**What is asked**
Could you repeat, word for word, every line from the one containing "Exercise. Point to the white sectional" through the final line of the records below, and nothing else?

## BEGIN Supplied data

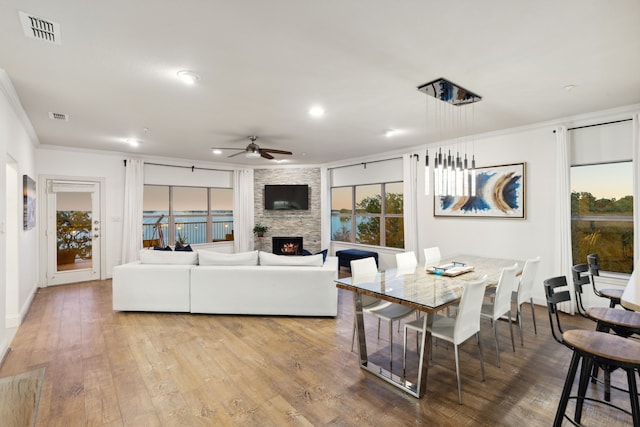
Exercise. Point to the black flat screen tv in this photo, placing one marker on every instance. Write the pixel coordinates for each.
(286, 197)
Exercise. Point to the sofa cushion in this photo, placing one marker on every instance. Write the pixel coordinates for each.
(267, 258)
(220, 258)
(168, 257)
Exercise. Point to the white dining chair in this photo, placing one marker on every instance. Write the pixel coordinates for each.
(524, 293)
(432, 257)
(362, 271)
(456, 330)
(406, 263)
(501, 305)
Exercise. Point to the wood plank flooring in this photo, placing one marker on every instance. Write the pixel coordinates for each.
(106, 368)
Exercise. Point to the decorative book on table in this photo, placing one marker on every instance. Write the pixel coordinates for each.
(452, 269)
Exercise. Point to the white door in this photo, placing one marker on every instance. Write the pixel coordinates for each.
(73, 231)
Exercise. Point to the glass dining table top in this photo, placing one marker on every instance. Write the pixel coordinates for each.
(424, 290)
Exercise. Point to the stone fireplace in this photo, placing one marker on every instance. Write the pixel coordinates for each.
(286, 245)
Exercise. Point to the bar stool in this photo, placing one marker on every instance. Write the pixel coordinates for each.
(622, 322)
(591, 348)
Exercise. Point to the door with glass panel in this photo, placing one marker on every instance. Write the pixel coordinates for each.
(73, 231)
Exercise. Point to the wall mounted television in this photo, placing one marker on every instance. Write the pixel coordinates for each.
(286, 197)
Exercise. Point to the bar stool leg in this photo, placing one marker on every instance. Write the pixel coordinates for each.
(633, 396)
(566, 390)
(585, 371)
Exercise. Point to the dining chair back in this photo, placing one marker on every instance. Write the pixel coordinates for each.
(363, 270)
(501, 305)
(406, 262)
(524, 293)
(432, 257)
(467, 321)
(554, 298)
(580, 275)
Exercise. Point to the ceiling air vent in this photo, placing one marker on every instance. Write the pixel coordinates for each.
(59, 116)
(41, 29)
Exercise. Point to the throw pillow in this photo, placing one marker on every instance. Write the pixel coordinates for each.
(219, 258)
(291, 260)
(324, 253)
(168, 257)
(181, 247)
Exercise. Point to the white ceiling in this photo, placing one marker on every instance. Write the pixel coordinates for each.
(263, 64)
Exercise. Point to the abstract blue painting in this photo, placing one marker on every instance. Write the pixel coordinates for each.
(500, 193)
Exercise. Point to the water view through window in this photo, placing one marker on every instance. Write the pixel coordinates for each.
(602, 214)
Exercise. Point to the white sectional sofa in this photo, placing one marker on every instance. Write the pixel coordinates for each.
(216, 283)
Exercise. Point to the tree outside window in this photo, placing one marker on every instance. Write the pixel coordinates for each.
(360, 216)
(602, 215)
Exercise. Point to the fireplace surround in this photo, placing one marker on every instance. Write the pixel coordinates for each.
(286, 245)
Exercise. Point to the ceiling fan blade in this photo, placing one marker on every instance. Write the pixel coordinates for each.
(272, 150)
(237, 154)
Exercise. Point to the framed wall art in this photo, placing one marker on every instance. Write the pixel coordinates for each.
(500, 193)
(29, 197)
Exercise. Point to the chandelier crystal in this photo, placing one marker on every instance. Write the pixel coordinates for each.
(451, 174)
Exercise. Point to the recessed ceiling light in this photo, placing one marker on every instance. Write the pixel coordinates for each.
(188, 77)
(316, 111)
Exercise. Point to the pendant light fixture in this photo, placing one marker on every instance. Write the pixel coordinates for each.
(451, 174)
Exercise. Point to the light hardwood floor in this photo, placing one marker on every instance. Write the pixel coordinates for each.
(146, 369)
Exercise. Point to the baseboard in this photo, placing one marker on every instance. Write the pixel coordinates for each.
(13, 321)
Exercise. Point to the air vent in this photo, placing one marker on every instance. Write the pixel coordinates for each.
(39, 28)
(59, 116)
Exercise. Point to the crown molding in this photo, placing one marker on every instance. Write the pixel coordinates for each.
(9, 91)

## END Supplied data

**Correct result**
Exercise. Point to the white sectional sofa in this photo, placing one marker on every instance. Write the pixel coordinates for each.
(216, 283)
Exercise. Point to the tree outside window in this photo, placing one marker on every instance. Write the pixel coordinates for each.
(360, 216)
(602, 215)
Exercise. Point to the fireplace surround in this photo, placing one marker on every instance. Write the pixel coordinates for each.
(286, 245)
Exercise. Point to the ceiling fan blade in this photo, placing one marker on every instance. Write the pixel coordinates for each.
(272, 150)
(237, 154)
Exercise. Point to the framed wall art in this photo, placing one marker on every instance. Write the pixel coordinates for each.
(500, 193)
(29, 197)
Exercise. Point to the chandelier crystal in this photo, placing one marker on every instance. Write the pixel coordinates for each.
(451, 174)
Exercise. Point to the recessed ceiling light in this photo, placing one marker on every instance. Write the pixel coordinates for each.
(188, 77)
(316, 111)
Exercise. Point to the pendant light fixture in this photo, placing one marker on every instance. Write the pixel coordinates for each.
(451, 174)
Exercise. Point to the light hardwood floor in this photo, placing one marker on every instance. Write the pixel coordinates for each.
(146, 369)
Exercise. Point to the baseboard in this photo, placing one marker on every instance. Write the pixel coordinates for each.
(13, 321)
Exercise. Point to the air vent in this photo, placing one marker on every instance. Write the pixel coordinates for each.
(39, 28)
(59, 116)
Exercise. Point to the crown molding in this photo, placing one marker on every instance. Write the pixel coordinates for each.
(9, 91)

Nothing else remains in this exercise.